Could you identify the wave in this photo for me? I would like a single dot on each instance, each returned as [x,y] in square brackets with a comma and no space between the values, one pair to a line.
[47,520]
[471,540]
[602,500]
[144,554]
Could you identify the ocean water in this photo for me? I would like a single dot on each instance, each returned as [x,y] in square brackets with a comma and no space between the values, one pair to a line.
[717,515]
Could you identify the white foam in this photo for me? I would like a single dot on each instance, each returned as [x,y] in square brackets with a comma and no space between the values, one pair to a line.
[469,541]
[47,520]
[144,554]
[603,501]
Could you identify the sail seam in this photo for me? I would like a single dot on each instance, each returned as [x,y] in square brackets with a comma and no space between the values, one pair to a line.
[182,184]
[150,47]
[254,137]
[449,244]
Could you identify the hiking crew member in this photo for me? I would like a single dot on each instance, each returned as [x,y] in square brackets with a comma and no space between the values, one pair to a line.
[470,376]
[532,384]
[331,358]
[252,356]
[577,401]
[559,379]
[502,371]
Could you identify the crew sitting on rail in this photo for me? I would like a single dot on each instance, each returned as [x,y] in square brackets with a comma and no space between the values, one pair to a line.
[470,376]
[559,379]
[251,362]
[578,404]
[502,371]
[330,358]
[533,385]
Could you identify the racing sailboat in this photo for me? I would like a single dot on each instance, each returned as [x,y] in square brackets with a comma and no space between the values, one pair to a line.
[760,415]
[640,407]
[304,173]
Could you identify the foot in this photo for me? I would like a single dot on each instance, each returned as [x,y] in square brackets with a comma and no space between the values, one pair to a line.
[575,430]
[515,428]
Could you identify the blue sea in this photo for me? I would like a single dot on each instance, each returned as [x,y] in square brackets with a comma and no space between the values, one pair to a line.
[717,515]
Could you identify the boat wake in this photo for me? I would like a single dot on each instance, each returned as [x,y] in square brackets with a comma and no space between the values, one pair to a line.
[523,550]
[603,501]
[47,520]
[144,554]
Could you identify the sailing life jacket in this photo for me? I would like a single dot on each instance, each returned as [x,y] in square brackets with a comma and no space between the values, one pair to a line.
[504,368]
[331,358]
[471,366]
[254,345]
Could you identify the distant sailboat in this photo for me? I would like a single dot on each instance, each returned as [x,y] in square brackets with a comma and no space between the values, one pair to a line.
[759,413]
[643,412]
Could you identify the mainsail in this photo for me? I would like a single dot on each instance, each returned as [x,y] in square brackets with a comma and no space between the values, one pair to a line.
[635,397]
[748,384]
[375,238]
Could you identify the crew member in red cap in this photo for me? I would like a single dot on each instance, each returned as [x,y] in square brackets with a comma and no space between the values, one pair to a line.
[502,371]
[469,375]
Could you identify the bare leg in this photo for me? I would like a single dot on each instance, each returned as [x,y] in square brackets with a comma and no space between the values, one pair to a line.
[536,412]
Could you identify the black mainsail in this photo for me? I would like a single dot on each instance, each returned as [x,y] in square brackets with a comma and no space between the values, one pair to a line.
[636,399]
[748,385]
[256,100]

▸ **PROBLEM TO WORK ON**: Retype all of the material exactly as it stands above.

▸ **TASK RESULT**:
Could you identify the wave in this photo for me? I would like a single dot on each instance, each returned as [x,y] in square brackets with a comma and no space between the values, one pair to a line.
[47,520]
[471,540]
[602,500]
[144,554]
Could you identify the ocean water in this photo for me? I would like a single dot on each instance, each returned as [x,y] in square brackets with a comma and no space between the values, one pair to a line.
[717,515]
Could you identify the white foam in this photo for me? I would like a single dot on each instance, each returned as [x,y] in square brackets with a comma and no space between the values, one pair to a line.
[469,541]
[47,520]
[144,554]
[603,501]
Could you identify the sail seam in this photo for me? I would like a single dot on each instance, each returned as [x,y] in square brackets with a comma and no space between the values, one pair to a line.
[182,184]
[150,47]
[254,137]
[449,244]
Could you identify the hiking crew member in this photo for me? I would like a single dot on each instance, each returned as [x,y] in square brackets with a comma and no space between the values, one pair to a line.
[470,376]
[532,384]
[331,358]
[252,356]
[577,401]
[559,379]
[502,371]
Could you identify the crew sitting on rail in this photo for me? I would like a single dot on each instance, each returned as [x,y] in square brackets with a comma and no space between the values, one pair to a line.
[470,376]
[559,379]
[251,362]
[578,404]
[502,371]
[330,358]
[533,385]
Could you identify the racing sailboat in this photo for me? I would like a single dot on each instance, each returned as [x,y] in square brackets with a comma and no space between the values, one pair to a line.
[760,415]
[640,407]
[304,173]
Could you identify the foot in this photo for me? I would like a single dot on each instance, each returned as [x,y] in square brackets with a comma and no space between the values, one pair to a line.
[575,430]
[515,428]
Could you identify the blue sea in this photo for me? I would like a single dot on each instance, each returned as [x,y] in square brackets with a comma and no space between the values, one pair to a line.
[717,515]
Could you identify the boat wake in this photo for me? I would like a single dot on each instance, each returned as [x,y] in square brackets with a comma and no space between the values, one pair to a line.
[523,550]
[603,501]
[47,520]
[144,554]
Could you identify the sailing life jacket in this photo for me? I would like a single dot on each instance, each returned as [x,y] in square brackets with a comma and no space between the values, one pair to a line.
[504,368]
[331,358]
[471,366]
[254,345]
Could you identify the distant sailboat in this photo for me? I would like a single dot on each instance, each returned as [x,y] in square brackets with a comma and no space between the values, one pair to a line.
[759,413]
[643,412]
Could you identify the mainsail in this photo for me? I would like a single dot on each instance, each returned as [x,y] in square brackets with a comma and no space between the values, one pair to a line.
[635,397]
[748,384]
[375,238]
Could you identify the crew member in red cap in this photo for me? I would like a single dot on each instance, each returned as [x,y] in square brackets with a comma and no space between the values, one pair to a line.
[502,371]
[469,375]
Could you identify the bare leg in this photo for me? I would like a single dot on each instance, each returned as [x,y] in square brackets with a comma and no space between the values, one pair to a line.
[536,412]
Could you identify the black mainsail in this photo for me? I would like a single dot on each instance, each returned as [x,y] in square brackets with a comma and no space between the values, one pair to a line.
[636,399]
[748,385]
[256,100]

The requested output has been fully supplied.